◆ **ИНСТРУКЦИИ К ЗАДАНИЯМ**
1. Перепишите ту часть выбранного отрывка, которая начинается со слов «Ремизов чрезвычайно оригинальный» и заканчивается словами «так, как юродивый.».
2. Подхватите отрывок о Ремизове и судьбе России: продолжите его сразу после последнего предложения.

◆ **ВЫБРАННЫЙ ОТРЫВОК**
Самое безнадежное, что и в детей не верят, не смеют даже и так сказать: «Мы-то кончены, а вот наши дети увидят». Всякий, подумав об этом, говорит: «А что это за поколение растет без идеалов, даже без школы».
Чему учатся дети? я думаю, они теперь учатся ненавидеть — и это лучшее и в лучших детях — ненавидеть зло: школа жизни.
Ремизов чрезвычайно оригинальный писатель, он единственный русский писатель-патриот; это слово — патриотизм — без чувства пошлости можно соединить с именем единственного писателя Ремизова. Я помню случайные сочинения, напр., Родионова «Наше преступление», — в них также есть это чувство боли за Россию, но эта боль выводит в мрак, в публицистику черносотенца, Ремизов всегда остается чистым в грязи…
Если спросить себя, можно ли было жить в России с ненавистью в сердце к поработителям народа и не примкнуть к лагерю людей, создавших ее гибель слева, то скажешь, что нельзя было, но Ремизов исключение: он мог жить так, как юродивый.
1 Апреля. Проснулся ½ 3-го ночи от крика Левина петуха и думал сначала о петухе: «Надо найти такого естественника, который сказал бы мне наконец, как узнают петухи время и какая подобная птица соответствует петуху в природе»; потом, конечно, я думал, как кончится власть коммунистов, и установил такую перспективу: 1) от расстройства финансов рабочие и служащие скоро будут покидать учреждения, бастовать, 2) армия вся разбежится, 3) партия распадется, 4) появятся черносотенцы или иностранцы. Пришла в голову аналогия в отношении «народа» и «интеллигенции»: какой-нибудь работник Михайло, ругающий «на все корки» коммунистов, не преминет обратиться к Ч. К., если его соблазнит вид моего самовара, интеллигент, ненавидящий коммунистов, при монархическом движении тоже заключит союз с Ч. К. — и этим все держится.

◆ **ВЫБОРКА ЗАПИСЕЙ**

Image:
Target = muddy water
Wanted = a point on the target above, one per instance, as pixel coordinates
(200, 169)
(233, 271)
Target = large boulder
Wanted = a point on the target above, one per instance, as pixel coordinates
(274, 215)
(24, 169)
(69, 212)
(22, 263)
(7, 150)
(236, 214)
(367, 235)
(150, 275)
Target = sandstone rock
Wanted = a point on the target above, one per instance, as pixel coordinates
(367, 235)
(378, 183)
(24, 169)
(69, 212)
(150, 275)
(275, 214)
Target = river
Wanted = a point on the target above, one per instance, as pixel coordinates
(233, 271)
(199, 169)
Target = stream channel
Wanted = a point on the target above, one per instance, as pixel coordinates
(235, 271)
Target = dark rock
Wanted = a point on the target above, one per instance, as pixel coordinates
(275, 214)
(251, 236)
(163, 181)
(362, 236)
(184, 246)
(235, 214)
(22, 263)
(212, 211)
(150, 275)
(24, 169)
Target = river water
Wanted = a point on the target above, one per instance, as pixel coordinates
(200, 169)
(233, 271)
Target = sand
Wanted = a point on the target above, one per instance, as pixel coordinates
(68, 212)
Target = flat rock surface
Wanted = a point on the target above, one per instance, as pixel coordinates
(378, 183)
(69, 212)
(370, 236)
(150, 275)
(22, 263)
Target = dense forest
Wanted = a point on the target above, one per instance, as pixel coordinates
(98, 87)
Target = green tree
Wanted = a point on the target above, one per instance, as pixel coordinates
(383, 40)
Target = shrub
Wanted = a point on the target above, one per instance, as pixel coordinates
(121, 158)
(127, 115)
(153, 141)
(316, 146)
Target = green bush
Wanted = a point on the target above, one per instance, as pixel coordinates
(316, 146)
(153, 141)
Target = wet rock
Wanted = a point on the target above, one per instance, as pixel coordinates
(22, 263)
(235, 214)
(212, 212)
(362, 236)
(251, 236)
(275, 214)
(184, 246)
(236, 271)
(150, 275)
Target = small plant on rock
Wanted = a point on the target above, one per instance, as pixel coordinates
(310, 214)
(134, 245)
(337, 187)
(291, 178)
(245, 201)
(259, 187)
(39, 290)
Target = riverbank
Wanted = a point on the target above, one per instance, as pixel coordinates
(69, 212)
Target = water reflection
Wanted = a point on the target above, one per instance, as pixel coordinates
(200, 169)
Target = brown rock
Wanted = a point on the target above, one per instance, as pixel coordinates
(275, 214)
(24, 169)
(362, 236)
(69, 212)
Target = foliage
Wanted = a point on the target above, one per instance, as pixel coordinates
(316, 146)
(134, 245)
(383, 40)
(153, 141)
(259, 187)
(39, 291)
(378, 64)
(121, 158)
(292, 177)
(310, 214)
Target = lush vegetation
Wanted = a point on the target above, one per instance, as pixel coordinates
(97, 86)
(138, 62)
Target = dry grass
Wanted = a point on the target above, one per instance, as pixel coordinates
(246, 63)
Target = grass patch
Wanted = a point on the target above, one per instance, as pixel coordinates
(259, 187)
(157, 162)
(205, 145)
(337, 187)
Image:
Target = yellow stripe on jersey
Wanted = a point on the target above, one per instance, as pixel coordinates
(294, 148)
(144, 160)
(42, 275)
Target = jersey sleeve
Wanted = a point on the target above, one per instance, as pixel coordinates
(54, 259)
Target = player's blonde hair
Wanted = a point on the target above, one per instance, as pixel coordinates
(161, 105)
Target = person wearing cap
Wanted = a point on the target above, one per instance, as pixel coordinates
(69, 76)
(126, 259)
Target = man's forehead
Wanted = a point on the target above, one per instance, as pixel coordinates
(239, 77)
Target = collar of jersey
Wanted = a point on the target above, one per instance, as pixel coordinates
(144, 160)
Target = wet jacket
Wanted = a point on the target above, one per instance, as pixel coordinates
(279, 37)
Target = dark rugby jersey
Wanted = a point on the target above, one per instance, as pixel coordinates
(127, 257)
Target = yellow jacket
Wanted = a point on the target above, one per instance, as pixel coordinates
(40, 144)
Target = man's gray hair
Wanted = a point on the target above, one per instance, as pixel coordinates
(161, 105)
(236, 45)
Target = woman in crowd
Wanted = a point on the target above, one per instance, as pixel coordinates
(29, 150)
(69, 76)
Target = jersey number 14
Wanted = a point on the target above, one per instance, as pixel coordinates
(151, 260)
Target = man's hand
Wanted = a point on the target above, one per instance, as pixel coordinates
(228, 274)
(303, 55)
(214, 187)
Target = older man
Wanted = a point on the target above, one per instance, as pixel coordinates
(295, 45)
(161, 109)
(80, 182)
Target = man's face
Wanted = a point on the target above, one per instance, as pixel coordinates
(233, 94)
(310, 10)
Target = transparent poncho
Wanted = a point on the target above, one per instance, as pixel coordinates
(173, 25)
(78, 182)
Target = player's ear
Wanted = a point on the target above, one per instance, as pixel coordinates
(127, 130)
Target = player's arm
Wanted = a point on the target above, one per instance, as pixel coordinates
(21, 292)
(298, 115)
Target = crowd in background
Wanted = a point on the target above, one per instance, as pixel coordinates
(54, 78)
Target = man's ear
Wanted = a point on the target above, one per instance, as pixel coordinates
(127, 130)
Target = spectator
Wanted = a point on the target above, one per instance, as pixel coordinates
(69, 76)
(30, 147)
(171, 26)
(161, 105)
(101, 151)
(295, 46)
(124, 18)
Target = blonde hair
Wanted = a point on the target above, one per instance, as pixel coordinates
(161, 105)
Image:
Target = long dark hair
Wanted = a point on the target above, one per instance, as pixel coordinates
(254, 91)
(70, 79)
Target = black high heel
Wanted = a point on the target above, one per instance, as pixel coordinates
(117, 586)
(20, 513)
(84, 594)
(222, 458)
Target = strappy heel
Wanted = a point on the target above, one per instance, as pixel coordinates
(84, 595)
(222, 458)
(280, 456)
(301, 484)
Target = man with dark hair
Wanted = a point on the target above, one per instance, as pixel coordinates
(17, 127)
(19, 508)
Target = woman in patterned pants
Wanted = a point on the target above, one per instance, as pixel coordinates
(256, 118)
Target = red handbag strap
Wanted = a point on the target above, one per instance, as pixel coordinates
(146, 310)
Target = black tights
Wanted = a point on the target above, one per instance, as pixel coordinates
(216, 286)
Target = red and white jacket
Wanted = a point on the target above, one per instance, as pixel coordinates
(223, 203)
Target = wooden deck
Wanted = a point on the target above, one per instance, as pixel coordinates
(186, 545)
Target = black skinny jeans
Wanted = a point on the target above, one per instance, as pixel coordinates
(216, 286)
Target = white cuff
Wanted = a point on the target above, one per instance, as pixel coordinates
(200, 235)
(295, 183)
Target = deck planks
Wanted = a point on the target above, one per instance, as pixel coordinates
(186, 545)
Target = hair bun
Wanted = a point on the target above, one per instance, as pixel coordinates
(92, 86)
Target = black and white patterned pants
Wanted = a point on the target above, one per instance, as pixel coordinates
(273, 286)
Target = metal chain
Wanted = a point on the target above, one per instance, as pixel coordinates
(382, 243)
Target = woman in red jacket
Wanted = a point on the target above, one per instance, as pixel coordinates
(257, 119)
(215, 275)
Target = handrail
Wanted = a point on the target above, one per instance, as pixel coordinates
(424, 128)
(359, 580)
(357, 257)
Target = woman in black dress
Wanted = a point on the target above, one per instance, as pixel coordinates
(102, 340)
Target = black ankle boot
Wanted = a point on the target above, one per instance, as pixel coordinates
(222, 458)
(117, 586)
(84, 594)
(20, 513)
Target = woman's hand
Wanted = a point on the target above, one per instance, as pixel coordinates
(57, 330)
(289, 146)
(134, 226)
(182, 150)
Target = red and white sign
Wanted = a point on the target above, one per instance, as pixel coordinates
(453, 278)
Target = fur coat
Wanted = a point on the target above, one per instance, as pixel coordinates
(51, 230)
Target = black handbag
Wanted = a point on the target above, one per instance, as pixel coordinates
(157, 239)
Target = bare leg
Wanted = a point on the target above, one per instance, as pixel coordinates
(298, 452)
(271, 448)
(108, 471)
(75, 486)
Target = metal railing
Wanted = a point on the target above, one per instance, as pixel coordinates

◆ **ОТВЕТЫ К ЗАДАНИЯМ**
1.
Ремизов чрезвычайно оригинальный писатель, он единственный русский писатель-патриот; это слово — патриотизм — без чувства пошлости можно соединить с именем единственного писателя Ремизова. Я помню случайные сочинения, напр., Родионова «Наше преступление», — в них также есть это чувство боли за Россию, но эта боль выводит в мрак, в публицистику черносотенца, Ремизов всегда остается чистым в грязи…
Если спросить себя, можно ли было жить в России с ненавистью в сердце к поработителям народа и не примкнуть к лагерю людей, создавших ее гибель слева, то скажешь, что нельзя было, но Ремизов исключение: он мог жить так, как юродивый.

2.
Третий петух разбудил меня ½ 4-го — я думал о прочитанном вчера у Джемса о потоке сознания и параллельно этому мне пришло в голову, что, в сущности, наш XIX в. был всецело занят исследованием внешнего мира, можно предполагать в результате этого процесса нагромождение материальных ценностей, пожар их (война), страшный духовный бунт (внутренняя сущность социализма) — все это в XX в. обратит ум человека внутрь себя, и последуют открытия совершенно теперь невероятные. Еще я думал, что источник собственности находится в природе души человека и торжества его Ego[4]: мое нынешнее «Я» присваивает мысли вчерашнего и вместе с мыслями пленяет и соединяет с собою вчерашнее «Я»; из этого выходит, что никаким перемещением материальных ценностей нельзя изменить этого душевного потока, — вопрос, однако, будет иной, если обратиться к самой душе…
В 6 утра петух разбудил меня окончательно, было ярко светло, был солнечный день. После обычных хлопот с чугункой и чаем обрабатывал дневник нашествия Мамонтова{42} и наткнулся на образ «Мертвой головы Голиафа», в которой отразится у меня русское реакционное начало, так пугающее рус. интеллигента-бунтаря. Лева с дровами, Глухая со стиркой белья не дали много пописаться и еще почитать Джемса.
В 11 пошли с Левой: он за пропуском матери, я в О.Н.О. Делал фантастическую смету об охране архивов, получил здание для музея краеведения, Лева получил, наконец, пропуск и отправил его по почте. Можно рассчитывать, что после 1 ½ годовой разлуки Е. П. через месяц будет с нами.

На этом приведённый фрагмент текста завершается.